Your response should contain each line of the data that includes "above".

== Segment start ==

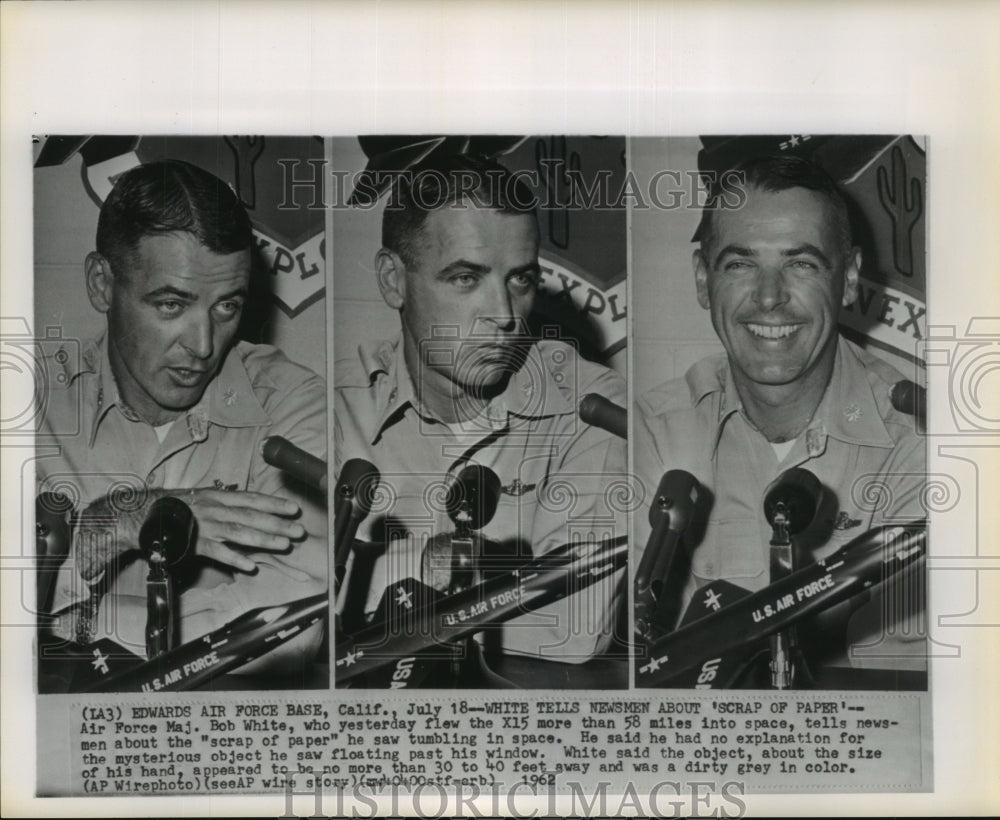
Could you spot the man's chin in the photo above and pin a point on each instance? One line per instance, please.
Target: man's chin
(486, 381)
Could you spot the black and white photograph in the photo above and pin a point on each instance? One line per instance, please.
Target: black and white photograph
(480, 422)
(181, 361)
(422, 409)
(780, 404)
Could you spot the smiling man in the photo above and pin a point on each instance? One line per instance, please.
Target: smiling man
(168, 402)
(466, 383)
(787, 392)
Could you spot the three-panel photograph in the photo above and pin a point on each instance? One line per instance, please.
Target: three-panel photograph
(464, 412)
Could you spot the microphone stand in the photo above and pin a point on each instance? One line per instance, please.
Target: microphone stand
(790, 505)
(164, 538)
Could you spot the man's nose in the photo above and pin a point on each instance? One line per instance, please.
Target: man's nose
(197, 339)
(499, 308)
(770, 288)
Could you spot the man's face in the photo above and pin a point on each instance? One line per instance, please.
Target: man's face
(467, 294)
(774, 277)
(173, 310)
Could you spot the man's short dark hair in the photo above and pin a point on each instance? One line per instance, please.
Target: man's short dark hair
(171, 196)
(450, 180)
(772, 174)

== Segment end ==

RESPONSE TO THE TASK -
Could you spot the man's chin in the photo above and pin a point on each instance? One line per instance, please.
Could you spot the black and white photograph in the photo above and pin a point on each instance? One line per instance, please.
Could you spot the smiling man in the photo above and pin a point on each instance? One line per instance, please.
Could you spot the three-panel photograph in the photo above and pin a point on each instance? One line per instance, please.
Could you spot the microphone stand in the photo above and pin a point on each instance? One line per instance, please.
Could you spot the man's nose in the photo above and pin a point on each instance? One line per instance, please.
Could you spot the man's face in the photo above and pin a point on each instance? One line per instance, please.
Could you spot the man's short dark hair in the photo above and pin a point on each instance? One line per instance, please.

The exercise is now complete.